EXERCISE INPUT |
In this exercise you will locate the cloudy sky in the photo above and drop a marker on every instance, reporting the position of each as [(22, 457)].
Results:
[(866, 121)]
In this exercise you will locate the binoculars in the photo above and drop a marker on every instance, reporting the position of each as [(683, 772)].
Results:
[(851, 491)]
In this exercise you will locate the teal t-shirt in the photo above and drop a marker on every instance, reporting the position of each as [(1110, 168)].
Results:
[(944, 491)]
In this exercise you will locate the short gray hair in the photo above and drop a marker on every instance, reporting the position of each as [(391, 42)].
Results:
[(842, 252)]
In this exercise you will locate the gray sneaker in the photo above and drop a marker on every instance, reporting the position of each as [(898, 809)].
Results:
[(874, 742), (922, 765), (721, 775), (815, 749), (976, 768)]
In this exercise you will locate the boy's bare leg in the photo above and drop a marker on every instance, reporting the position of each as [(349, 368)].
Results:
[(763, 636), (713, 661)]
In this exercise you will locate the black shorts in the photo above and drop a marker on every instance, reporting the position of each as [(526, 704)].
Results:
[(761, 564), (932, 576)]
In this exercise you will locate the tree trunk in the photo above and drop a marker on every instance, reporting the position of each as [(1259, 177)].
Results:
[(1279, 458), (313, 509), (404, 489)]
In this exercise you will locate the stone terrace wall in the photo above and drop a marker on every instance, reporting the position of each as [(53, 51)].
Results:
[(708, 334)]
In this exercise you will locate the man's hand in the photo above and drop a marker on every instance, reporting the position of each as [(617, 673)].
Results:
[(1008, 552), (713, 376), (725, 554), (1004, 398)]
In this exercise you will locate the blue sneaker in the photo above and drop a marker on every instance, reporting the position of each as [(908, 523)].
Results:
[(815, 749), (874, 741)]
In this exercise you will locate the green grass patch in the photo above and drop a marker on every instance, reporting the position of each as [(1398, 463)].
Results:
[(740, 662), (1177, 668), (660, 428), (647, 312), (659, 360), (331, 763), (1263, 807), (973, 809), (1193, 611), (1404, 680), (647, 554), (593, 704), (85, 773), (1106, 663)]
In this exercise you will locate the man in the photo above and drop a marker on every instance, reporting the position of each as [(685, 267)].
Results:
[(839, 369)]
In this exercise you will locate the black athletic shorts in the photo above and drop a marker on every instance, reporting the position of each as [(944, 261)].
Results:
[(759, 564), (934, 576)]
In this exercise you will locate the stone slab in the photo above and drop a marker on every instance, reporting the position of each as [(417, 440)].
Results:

PROBLEM DESCRIPTION |
You are asked to reproduce word for word the line containing "In this exercise you will locate the black athletic" and every subsequent line through the end of the entries.

YOUR RESPONSE |
In this exercise you will locate the black athletic shorts in the photo above and drop a marker on every instance, reporting the position of each as [(944, 261)].
Results:
[(759, 564), (934, 576)]
In this exercise you will locate the stone slab in the photo above and drop a marker on every instance, reporting the position of each as [(417, 440)].
Results:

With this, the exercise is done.